#### Stated problem:
Copy the line with "Task: find the easyjet airplane" and all lines following it through the last line of the entries, exactly as written.

#### Location identification items:
┌──
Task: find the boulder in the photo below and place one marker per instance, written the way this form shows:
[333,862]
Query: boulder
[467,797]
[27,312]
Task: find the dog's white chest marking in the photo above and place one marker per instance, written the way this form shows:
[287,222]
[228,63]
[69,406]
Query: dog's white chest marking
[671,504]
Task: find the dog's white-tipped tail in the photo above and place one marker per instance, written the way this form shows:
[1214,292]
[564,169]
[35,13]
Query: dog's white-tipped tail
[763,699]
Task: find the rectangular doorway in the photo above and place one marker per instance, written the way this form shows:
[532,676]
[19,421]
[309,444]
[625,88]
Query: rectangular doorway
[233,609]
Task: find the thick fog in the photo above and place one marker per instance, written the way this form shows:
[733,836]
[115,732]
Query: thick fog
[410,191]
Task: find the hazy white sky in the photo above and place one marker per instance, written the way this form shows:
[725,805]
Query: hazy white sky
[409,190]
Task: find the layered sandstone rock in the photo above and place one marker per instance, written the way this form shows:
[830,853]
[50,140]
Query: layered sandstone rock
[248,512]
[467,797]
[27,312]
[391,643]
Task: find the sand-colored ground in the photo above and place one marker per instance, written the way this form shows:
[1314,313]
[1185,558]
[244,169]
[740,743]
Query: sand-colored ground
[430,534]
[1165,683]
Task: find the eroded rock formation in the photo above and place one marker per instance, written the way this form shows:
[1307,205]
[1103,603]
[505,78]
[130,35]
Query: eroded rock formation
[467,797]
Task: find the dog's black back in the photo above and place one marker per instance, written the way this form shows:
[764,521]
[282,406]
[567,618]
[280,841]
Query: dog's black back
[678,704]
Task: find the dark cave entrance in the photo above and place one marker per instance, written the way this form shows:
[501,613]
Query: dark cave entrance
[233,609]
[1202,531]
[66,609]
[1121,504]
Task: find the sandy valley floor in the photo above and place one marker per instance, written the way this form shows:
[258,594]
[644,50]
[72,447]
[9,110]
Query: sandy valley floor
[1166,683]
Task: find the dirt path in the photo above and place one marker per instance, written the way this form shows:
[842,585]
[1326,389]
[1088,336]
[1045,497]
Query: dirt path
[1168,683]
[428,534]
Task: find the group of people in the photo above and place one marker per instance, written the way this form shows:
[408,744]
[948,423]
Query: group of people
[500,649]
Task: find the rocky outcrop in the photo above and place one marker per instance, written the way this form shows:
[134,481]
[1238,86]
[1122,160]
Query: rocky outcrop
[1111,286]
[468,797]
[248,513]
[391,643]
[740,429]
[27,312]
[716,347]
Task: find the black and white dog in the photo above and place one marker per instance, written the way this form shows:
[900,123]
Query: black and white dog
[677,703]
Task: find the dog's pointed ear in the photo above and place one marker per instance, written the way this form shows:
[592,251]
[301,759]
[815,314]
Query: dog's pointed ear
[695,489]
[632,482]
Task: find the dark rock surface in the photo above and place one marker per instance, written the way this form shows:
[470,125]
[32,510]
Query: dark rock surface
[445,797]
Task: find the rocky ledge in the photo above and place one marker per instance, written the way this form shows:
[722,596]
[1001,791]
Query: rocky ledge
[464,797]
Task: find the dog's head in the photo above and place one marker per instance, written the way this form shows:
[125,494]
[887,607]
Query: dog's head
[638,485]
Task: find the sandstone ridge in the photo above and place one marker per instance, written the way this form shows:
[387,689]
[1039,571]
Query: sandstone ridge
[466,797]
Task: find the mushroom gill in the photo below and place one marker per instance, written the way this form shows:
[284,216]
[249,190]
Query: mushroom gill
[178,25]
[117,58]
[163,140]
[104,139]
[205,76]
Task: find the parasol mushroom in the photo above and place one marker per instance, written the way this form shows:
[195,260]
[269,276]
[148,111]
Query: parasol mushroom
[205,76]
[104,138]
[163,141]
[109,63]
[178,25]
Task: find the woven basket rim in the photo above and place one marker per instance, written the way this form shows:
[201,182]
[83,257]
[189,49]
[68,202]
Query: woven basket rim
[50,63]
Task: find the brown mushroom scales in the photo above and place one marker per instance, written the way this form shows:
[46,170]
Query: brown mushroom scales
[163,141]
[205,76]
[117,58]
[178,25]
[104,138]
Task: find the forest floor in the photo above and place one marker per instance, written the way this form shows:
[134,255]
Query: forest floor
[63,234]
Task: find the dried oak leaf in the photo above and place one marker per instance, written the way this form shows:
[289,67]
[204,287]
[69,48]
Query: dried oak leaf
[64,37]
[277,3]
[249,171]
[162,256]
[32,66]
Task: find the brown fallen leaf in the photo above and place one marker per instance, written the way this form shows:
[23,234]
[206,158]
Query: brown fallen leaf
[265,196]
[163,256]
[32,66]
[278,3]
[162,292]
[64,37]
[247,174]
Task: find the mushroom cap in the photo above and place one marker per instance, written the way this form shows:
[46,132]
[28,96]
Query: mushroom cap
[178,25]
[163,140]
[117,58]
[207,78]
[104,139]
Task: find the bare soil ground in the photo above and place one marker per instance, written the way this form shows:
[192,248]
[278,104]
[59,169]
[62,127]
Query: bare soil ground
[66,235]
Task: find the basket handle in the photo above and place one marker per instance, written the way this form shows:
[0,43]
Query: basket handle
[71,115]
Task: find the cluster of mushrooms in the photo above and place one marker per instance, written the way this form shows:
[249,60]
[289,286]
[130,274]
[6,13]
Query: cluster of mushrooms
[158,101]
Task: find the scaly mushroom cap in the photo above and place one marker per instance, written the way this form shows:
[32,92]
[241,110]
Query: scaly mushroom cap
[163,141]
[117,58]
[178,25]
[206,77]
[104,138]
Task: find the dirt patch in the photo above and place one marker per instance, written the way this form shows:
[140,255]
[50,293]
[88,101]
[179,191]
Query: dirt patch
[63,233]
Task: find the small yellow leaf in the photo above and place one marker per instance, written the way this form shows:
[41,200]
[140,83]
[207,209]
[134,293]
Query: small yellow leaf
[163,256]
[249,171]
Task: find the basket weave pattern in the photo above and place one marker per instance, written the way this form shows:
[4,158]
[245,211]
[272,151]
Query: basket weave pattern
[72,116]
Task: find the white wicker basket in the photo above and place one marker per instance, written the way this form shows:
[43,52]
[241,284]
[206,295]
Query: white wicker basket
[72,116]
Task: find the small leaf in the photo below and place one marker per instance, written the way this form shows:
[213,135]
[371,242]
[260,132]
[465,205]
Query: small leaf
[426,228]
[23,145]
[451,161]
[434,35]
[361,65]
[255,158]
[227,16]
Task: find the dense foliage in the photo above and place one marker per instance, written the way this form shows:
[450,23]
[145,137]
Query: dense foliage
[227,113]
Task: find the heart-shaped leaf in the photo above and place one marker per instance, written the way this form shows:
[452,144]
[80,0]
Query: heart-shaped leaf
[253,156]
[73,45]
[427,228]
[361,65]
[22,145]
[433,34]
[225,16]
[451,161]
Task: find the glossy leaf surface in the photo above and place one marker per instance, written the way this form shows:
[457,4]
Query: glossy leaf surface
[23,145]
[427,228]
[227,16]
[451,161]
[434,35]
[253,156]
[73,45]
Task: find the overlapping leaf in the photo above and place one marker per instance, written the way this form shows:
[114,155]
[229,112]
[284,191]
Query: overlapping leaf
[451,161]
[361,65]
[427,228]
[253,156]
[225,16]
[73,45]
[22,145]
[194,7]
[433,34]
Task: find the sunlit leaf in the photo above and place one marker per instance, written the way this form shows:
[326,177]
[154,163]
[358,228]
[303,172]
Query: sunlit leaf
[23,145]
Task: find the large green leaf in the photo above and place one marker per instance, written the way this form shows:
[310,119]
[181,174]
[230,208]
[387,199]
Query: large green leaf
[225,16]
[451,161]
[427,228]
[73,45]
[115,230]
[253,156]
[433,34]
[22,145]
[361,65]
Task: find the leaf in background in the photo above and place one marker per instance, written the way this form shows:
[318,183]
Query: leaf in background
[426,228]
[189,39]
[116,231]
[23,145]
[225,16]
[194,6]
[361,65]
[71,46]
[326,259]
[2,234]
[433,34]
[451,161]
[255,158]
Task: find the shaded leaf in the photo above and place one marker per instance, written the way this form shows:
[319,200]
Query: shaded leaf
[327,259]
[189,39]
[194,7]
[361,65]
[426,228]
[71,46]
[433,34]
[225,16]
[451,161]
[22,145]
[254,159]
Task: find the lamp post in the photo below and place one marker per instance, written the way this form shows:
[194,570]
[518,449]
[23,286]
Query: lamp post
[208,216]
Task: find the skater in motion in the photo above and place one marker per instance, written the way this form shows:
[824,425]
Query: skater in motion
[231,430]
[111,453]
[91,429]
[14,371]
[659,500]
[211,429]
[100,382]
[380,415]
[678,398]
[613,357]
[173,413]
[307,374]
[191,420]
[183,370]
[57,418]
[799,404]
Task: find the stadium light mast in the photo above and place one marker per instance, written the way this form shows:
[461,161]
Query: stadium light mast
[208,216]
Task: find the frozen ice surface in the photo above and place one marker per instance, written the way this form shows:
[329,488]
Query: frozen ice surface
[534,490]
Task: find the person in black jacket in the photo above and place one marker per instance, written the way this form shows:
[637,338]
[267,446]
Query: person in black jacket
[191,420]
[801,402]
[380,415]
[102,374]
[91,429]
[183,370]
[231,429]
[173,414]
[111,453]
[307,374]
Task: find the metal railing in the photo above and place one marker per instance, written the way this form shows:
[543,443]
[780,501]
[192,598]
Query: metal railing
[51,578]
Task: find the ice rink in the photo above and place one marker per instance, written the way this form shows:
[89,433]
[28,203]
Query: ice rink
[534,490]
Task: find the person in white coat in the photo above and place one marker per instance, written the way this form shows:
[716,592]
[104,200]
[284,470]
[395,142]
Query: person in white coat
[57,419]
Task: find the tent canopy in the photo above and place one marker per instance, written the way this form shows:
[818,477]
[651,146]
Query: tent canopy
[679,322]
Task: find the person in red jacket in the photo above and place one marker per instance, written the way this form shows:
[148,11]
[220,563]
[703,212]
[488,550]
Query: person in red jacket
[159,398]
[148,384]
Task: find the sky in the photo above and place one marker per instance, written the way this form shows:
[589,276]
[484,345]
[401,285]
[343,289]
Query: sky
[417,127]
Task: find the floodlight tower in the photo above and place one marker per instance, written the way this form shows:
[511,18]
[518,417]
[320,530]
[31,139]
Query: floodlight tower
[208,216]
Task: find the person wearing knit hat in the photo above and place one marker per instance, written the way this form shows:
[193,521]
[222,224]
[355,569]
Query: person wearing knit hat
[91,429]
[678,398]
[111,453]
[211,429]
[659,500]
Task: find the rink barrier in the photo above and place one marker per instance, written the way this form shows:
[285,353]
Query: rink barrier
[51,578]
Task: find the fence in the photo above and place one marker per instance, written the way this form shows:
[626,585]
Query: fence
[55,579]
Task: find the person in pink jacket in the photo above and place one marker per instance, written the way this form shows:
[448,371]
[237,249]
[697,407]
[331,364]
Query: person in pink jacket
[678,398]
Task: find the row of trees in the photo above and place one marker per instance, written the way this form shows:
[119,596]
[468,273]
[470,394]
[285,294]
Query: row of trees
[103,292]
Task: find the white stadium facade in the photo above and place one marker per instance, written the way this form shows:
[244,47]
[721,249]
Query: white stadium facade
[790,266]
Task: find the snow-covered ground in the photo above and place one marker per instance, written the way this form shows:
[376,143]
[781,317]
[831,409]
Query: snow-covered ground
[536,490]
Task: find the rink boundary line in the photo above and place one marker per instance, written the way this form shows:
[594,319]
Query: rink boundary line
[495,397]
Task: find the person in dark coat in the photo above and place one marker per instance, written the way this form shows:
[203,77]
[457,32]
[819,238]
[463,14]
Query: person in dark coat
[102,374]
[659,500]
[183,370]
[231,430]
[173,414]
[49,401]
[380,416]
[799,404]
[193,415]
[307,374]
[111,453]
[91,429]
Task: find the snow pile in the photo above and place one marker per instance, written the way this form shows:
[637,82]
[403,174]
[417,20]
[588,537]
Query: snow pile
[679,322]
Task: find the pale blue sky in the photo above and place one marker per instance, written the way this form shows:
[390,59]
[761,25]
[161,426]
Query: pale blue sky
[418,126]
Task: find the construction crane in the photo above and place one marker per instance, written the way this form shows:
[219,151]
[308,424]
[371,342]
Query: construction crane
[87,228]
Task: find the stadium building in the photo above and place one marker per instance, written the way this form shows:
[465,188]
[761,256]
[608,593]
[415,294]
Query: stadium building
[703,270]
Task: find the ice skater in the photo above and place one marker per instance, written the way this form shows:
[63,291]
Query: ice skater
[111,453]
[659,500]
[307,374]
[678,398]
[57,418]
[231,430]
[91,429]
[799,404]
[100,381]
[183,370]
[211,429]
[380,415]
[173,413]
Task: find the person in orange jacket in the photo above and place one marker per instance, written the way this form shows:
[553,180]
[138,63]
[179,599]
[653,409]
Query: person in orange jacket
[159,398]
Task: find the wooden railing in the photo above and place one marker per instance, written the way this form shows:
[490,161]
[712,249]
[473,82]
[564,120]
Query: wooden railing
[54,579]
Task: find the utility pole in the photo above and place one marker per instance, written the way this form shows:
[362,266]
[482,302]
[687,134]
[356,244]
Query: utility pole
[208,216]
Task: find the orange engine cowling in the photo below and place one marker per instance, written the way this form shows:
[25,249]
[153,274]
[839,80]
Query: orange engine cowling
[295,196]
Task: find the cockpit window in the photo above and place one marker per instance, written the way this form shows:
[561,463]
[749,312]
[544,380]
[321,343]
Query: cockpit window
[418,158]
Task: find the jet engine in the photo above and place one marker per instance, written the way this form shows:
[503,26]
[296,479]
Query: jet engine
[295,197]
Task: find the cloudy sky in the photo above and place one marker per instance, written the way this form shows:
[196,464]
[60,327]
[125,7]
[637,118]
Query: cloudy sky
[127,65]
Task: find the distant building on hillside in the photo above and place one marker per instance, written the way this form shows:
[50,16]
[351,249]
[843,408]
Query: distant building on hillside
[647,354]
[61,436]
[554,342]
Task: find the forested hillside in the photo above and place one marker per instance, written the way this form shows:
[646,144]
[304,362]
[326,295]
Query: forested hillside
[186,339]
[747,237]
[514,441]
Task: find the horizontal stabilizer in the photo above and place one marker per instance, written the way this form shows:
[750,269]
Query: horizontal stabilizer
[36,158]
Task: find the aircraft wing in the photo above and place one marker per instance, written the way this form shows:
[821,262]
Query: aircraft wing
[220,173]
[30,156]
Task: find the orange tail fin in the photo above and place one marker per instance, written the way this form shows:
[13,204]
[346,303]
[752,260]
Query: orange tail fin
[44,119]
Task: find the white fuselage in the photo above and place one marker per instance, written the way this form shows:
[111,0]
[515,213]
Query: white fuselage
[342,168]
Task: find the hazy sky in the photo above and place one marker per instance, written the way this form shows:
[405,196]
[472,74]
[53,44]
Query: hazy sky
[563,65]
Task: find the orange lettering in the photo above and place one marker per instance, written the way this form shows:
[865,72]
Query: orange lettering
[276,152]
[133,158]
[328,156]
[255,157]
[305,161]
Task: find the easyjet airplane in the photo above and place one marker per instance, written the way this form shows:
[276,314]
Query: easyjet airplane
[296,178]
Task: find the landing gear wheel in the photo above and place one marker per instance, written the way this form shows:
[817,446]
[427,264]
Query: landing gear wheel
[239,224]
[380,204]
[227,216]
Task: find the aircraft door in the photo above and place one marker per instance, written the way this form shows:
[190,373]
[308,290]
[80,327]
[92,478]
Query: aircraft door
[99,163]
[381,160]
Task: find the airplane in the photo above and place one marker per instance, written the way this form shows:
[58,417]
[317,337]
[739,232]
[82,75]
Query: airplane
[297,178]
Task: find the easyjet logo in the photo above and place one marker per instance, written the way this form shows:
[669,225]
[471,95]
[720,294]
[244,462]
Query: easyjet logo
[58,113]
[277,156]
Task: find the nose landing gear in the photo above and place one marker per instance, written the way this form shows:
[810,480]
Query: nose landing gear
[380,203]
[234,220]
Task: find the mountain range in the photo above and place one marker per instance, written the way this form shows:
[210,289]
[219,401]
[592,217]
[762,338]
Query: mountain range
└──
#### Output:
Task: find the easyjet airplane in the photo above and place one marker per instance, written the way this form shows:
[276,314]
Query: easyjet airplane
[296,178]
Task: find the landing gear wheel in the photo above and place one marker per instance, written the way this form shows:
[817,446]
[427,264]
Query: landing gear wheel
[239,224]
[380,204]
[227,216]
Task: find the aircraft door in the photo above and place one marker per instance, written the way this form shows:
[190,373]
[308,290]
[80,327]
[92,478]
Query: aircraft door
[99,163]
[381,160]
Task: find the airplane in the photo above and place one marker per instance, written the way this form shows:
[58,417]
[317,337]
[739,232]
[82,75]
Query: airplane
[297,178]
Task: find the easyjet logo in the photo above and place one marker per instance, written the way this form shows:
[669,225]
[471,95]
[720,294]
[244,462]
Query: easyjet logo
[58,113]
[277,156]
Task: find the nose landing gear in the photo above and place one marker per instance, written the way this form shows:
[810,480]
Query: nose landing gear
[380,203]
[234,220]
Task: find the mountain range in the photo above and place one marker per instance, written the way this form shows:
[210,289]
[219,401]
[592,217]
[762,338]
Query: mountain range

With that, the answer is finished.